[Aim of the exercise]
Reproduce the lines below, substituting "wooden step" for "stone step" and leaving everything else unchanged. Omit the pictures from your answer.

[Recorded data]
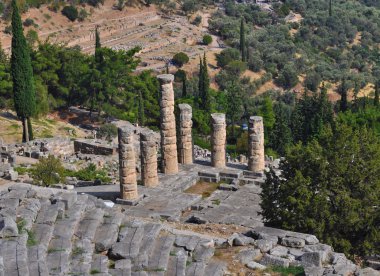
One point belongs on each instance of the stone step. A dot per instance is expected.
(195, 269)
(151, 231)
(15, 255)
(89, 223)
(159, 257)
(99, 264)
(215, 268)
(37, 260)
(128, 247)
(177, 262)
(107, 233)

[Task answer]
One point belongs on each instance of the wooden step. A dot per instance is expected.
(195, 269)
(151, 231)
(15, 255)
(89, 223)
(159, 257)
(99, 264)
(215, 268)
(37, 260)
(128, 247)
(177, 262)
(107, 233)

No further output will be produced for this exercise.